EXERCISE INSTRUCTIONS:
When you reach the records below, repeat each one exactly as written.

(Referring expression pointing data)
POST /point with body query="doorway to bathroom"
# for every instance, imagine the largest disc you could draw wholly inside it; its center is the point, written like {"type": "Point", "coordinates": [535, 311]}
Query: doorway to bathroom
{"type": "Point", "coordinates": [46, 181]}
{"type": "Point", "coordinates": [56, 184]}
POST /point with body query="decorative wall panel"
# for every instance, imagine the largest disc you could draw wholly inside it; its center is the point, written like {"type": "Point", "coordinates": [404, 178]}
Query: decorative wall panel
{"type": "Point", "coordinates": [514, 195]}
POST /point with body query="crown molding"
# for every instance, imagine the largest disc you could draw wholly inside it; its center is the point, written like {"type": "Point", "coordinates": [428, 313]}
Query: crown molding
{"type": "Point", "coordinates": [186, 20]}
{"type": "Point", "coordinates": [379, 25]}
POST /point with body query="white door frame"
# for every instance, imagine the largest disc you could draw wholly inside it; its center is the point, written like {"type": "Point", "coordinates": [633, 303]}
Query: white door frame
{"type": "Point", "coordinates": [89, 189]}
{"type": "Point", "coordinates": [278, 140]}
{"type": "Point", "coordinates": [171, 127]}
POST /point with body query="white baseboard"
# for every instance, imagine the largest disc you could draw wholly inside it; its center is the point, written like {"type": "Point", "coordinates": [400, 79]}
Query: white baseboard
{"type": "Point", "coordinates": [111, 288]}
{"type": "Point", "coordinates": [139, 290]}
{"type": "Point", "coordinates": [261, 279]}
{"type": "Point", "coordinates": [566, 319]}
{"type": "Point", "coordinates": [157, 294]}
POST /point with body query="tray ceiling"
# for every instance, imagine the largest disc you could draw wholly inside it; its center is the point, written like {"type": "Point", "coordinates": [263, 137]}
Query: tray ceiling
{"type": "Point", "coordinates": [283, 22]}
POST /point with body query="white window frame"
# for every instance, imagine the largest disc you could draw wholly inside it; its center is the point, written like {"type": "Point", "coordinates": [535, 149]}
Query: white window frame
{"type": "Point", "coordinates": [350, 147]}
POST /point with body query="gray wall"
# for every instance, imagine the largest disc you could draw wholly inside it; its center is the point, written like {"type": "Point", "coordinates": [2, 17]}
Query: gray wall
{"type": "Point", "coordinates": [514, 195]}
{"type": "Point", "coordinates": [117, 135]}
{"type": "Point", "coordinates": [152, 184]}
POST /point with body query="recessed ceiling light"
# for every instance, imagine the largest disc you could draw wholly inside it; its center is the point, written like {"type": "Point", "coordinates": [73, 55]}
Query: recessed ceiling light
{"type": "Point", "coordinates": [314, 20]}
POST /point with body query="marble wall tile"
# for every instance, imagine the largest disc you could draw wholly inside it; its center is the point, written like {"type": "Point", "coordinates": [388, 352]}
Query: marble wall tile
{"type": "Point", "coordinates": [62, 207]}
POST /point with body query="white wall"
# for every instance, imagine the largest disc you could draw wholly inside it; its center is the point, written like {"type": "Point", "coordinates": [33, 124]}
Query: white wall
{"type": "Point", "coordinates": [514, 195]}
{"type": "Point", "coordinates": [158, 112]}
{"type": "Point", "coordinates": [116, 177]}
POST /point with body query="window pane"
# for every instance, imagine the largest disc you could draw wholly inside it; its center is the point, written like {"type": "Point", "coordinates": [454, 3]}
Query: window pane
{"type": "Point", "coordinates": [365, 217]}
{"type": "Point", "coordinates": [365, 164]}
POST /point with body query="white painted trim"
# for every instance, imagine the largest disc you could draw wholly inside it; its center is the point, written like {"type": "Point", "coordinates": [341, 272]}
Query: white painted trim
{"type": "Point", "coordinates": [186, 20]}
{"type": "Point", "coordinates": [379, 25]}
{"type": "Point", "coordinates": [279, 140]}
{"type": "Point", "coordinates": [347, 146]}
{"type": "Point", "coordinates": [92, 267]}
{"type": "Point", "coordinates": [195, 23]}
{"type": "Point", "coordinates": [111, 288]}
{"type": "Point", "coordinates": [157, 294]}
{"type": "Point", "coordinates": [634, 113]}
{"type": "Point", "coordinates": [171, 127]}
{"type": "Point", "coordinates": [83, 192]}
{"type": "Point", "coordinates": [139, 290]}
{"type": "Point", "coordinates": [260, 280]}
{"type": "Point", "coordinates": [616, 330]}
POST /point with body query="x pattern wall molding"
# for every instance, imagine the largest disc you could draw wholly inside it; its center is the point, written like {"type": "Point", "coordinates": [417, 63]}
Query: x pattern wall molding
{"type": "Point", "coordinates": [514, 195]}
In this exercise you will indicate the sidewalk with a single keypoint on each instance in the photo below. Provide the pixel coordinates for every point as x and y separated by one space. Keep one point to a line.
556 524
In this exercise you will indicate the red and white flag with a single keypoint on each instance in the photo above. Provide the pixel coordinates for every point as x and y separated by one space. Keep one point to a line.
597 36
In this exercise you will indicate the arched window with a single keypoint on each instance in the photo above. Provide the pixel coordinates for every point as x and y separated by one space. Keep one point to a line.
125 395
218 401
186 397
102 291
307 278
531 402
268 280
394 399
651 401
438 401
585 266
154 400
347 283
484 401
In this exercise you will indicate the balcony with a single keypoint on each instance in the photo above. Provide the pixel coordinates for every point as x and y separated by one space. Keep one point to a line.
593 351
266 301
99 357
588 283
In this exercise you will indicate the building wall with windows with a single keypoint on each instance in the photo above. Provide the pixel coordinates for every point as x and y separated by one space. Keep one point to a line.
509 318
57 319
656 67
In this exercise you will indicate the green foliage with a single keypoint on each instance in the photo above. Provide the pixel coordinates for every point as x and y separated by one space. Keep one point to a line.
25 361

SOLUTION TO THIS EXERCISE:
POST /point with body query="doorway to bathroom"
# for every instance, imagine the largest disc you could draw wholly inside it; its center is the point, written like {"type": "Point", "coordinates": [535, 311]}
Query: doorway to bathroom
{"type": "Point", "coordinates": [46, 181]}
{"type": "Point", "coordinates": [56, 184]}
POST /point with body query="decorative wall panel"
# for every instance, imagine the largest disc you could draw wholly inside it; its center is the point, written like {"type": "Point", "coordinates": [404, 178]}
Query: decorative wall panel
{"type": "Point", "coordinates": [514, 195]}
POST /point with body query="crown molding"
# for every instance, imagine the largest disc you could draw wholly inside it; its center is the point, written like {"type": "Point", "coordinates": [428, 313]}
Query: crown molding
{"type": "Point", "coordinates": [186, 20]}
{"type": "Point", "coordinates": [379, 25]}
POST /point with body query="white door frame"
# for every instance, imagine the largest disc you could draw wholly inside it; its center is the point, written like {"type": "Point", "coordinates": [633, 303]}
Query: white door frame
{"type": "Point", "coordinates": [89, 189]}
{"type": "Point", "coordinates": [278, 140]}
{"type": "Point", "coordinates": [171, 127]}
POST /point with body query="white baseboard"
# for every instance, imagine the largest disc you could draw wholly inside it; its center is the point, written like {"type": "Point", "coordinates": [400, 79]}
Query: white baseboard
{"type": "Point", "coordinates": [111, 288]}
{"type": "Point", "coordinates": [139, 290]}
{"type": "Point", "coordinates": [261, 279]}
{"type": "Point", "coordinates": [566, 319]}
{"type": "Point", "coordinates": [157, 294]}
POST /point with body query="tray ceiling"
# for every instance, imagine the largest disc you could draw wholly inside it; its center is the point, written like {"type": "Point", "coordinates": [263, 137]}
Query: tray ceiling
{"type": "Point", "coordinates": [283, 22]}
POST /point with body query="white window frame"
# for every instance, imagine the largest disc you could draw wholly inside it; its center is the point, written like {"type": "Point", "coordinates": [535, 149]}
Query: white window frame
{"type": "Point", "coordinates": [350, 147]}
POST /point with body query="gray wall"
# for every instance, imagine the largest disc you could draw wholly inside it; its center is the point, written like {"type": "Point", "coordinates": [2, 17]}
Query: gray wall
{"type": "Point", "coordinates": [514, 195]}
{"type": "Point", "coordinates": [117, 135]}
{"type": "Point", "coordinates": [152, 184]}
POST /point with body query="recessed ceiling light"
# for every instance, imagine the largest disc you could draw wholly inside it; its center is the point, written like {"type": "Point", "coordinates": [73, 55]}
Query: recessed ceiling light
{"type": "Point", "coordinates": [314, 20]}
POST /point with body query="marble wall tile"
# for every instance, imagine the largest disc you could draw wholly inside it; its center is the point, written like {"type": "Point", "coordinates": [388, 352]}
Query: marble wall tile
{"type": "Point", "coordinates": [62, 207]}
POST /point with body query="white wall"
# for every instance, imagine the largest disc you could draw wholly inside it; its center is the point, written like {"type": "Point", "coordinates": [33, 124]}
Query: white wall
{"type": "Point", "coordinates": [514, 195]}
{"type": "Point", "coordinates": [158, 112]}
{"type": "Point", "coordinates": [116, 177]}
POST /point with body query="window pane"
# for every instance, imagine the largest disc you could draw wholly inside it; its center is the point, written like {"type": "Point", "coordinates": [454, 3]}
Query: window pane
{"type": "Point", "coordinates": [365, 217]}
{"type": "Point", "coordinates": [365, 164]}
POST /point with body query="white painted trim"
# for every instance, imagine the largest disc you could draw wholly inside it; its center is the point, written like {"type": "Point", "coordinates": [341, 272]}
Query: white painted trim
{"type": "Point", "coordinates": [186, 20]}
{"type": "Point", "coordinates": [379, 25]}
{"type": "Point", "coordinates": [279, 140]}
{"type": "Point", "coordinates": [347, 146]}
{"type": "Point", "coordinates": [92, 267]}
{"type": "Point", "coordinates": [195, 23]}
{"type": "Point", "coordinates": [111, 288]}
{"type": "Point", "coordinates": [157, 294]}
{"type": "Point", "coordinates": [634, 113]}
{"type": "Point", "coordinates": [171, 127]}
{"type": "Point", "coordinates": [83, 192]}
{"type": "Point", "coordinates": [139, 290]}
{"type": "Point", "coordinates": [260, 280]}
{"type": "Point", "coordinates": [616, 330]}
POST /point with body query="x pattern wall molding"
# for every instance, imagine the largest disc you could draw wholly inside it; its center is the point, written like {"type": "Point", "coordinates": [417, 63]}
Query: x pattern wall molding
{"type": "Point", "coordinates": [514, 195]}
In this exercise you will indicate the sidewalk with a single keypoint on each instance in the photo below. Provide the pixel coordinates for every point as x and y separated by one space. Keep one point to a line.
556 524
In this exercise you will indicate the red and white flag with a single keypoint on each instance in the photo above. Provide the pixel coordinates for every point as x and y separated by one space. Keep one point to a line.
597 36
In this exercise you will indicate the arched window with a single keypoint on each instance in the photo above. Provide the pixel coordinates for every point as x and y separated by one space. Keep one point to a line.
125 395
218 401
186 397
102 291
307 278
531 402
268 280
394 399
651 401
438 401
585 266
154 400
347 283
484 401
In this exercise you will indicate the balcony with a single keypoint on each instance in the photo above. Provide the pixel coordinates for every point as x and y separated by one space. Keep one point to a line.
593 351
266 301
99 357
588 283
In this exercise you will indicate the building wall with windows with a single keypoint on each instance in the photo above. Provide the pixel coordinates for every point as x and y separated by one space. Keep one point to a line.
509 318
57 319
656 67
In this exercise you will indicate the green foliage with a single keypoint on each instance in the photo above. Provide the pixel coordinates for every point as x and y separated by one space. Keep one point to a line.
25 361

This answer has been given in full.